**Text section**
<<<<

- Born: 1972 (age 53–54) Debrecen, Hungary
- Known for: Photography and video art
- Notable work: Stainless, Urban Flow, Squares, Array
- Website: magyaradam.com

= Adam Magyar =

Hungarian photographer

Adam Magyar (born 1972) is a photographer and video artist.

== Life and work ==
Adam Magyar was born in Hungary in 1972. He began taking pictures in his late twenties, when he started wandering Asian cities capturing their street life in images of Indian street vendors, wandering holy men, and students in an exclusive Himalayan school. Obsessed with finding innovative new uses for digital technology, Magyar's work quickly evolved from conventional documentary photography to the radically experimental and surreal.

Among Magyar's numerous inventions is a way to insert motion into still images. In his attempt to comprehend the interface of time's infinite flow in the world's modern metropolises, he has developed techniques to capture, on a single visual plane, disjointed, fragmented images of parts of an individual or group on a crowded street. A theme that recurs throughout much of his body of work is based on interlinking yet distinct ideas and techniques that aid us to see the inherent beauty found in the everyday. His unique vision and technical abilities has inevitably led him to modify and even develop his own hardware and software. In his Urban Flow and Stainless works he uses the slit-scan photography technique, known also for use in photo finish cameras, as well as in other, often industrial, techniques. He uses a high-speed camera in his video series entitled Stainless, in which he captures at extremely high speeds densely populated urban areas. Magyar's work fuses the objective, even mathematical reality with the purely subjective, creating a unique fusion of technology and art.

Magyar spoke at several image festivals and conferences including TEDSalon Berlin, Bits of Knowledge, Adam Magyar: Photographing the Unfolding of Daily Life, Admiralspalast, Berlin, Germany (2014),
TEDxGateway, Adam Magyar, Mumbai, India (2014),
PopTech: Pop Casts, Adam Magyar: Photos of Time, Camden, ME (2013)

>>>>

**Provided material**
<<<<

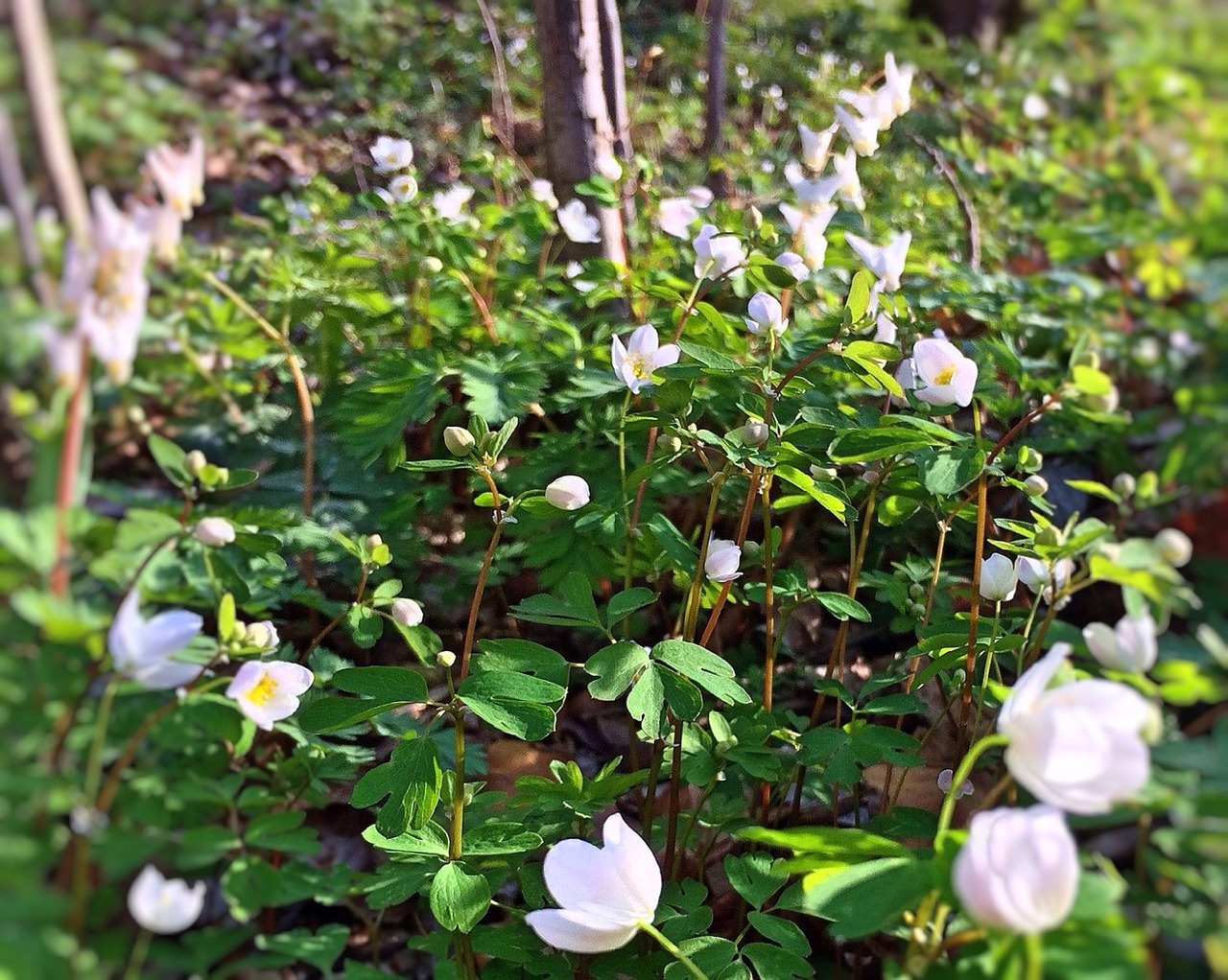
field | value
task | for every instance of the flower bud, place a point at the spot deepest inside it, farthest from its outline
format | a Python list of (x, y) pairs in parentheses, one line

>>>>

**To-do list**
1. Reproduce the passage of the Adam Magyar biography from "Magyar spoke at" to "Camden, ME (2013)".
2. According to the Adam Magyar biography, what kind of camera does Magyar use in his video series Stainless?

**Responses to the exercise**
1.
Magyar spoke at several image festivals and conferences including TEDSalon Berlin, Bits of Knowledge, Adam Magyar: Photographing the Unfolding of Daily Life, Admiralspalast, Berlin, Germany (2014),
TEDxGateway, Adam Magyar, Mumbai, India (2014),
PopTech: Pop Casts, Adam Magyar: Photos of Time, Camden, ME (2013)

2. A high-speed camera.